Provided records =>
>>>>>

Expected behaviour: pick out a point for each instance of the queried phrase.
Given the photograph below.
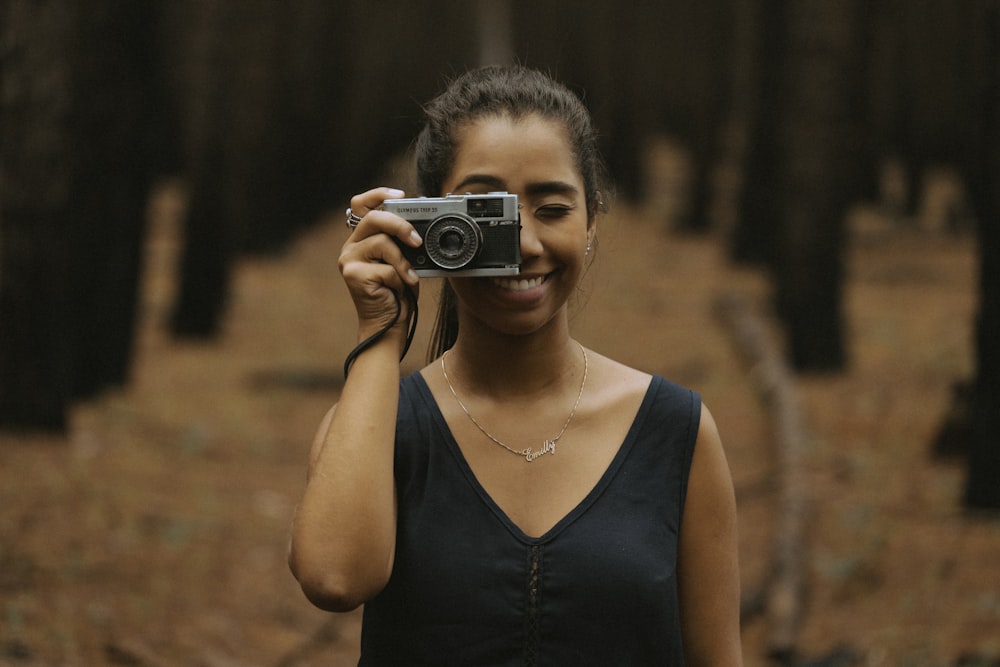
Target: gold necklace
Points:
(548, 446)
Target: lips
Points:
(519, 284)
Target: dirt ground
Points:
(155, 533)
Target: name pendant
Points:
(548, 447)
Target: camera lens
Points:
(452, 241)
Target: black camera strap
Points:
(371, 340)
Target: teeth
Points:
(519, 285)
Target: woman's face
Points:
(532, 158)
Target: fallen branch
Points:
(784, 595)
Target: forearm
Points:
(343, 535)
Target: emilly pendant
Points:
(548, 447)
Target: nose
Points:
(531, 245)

<<<<<

About this task =>
Only the lines from the beginning of the records up to and including the line with "Target: forearm" should appear, exactly as they are, and no pictures.

Solution to this task =>
Expected behaviour: pick out a point for each instance of the queried phrase.
Given the photograph below.
Target: gold necklace
Points:
(548, 446)
Target: lips
Points:
(519, 284)
Target: dirt ground
Points:
(155, 533)
Target: name pendant
Points:
(548, 447)
Target: camera lens
Points:
(452, 241)
Target: black camera strap
Points:
(371, 340)
Target: teeth
Points:
(519, 285)
Target: woman's face
Points:
(532, 158)
Target: fallen branch
Points:
(784, 595)
Target: forearm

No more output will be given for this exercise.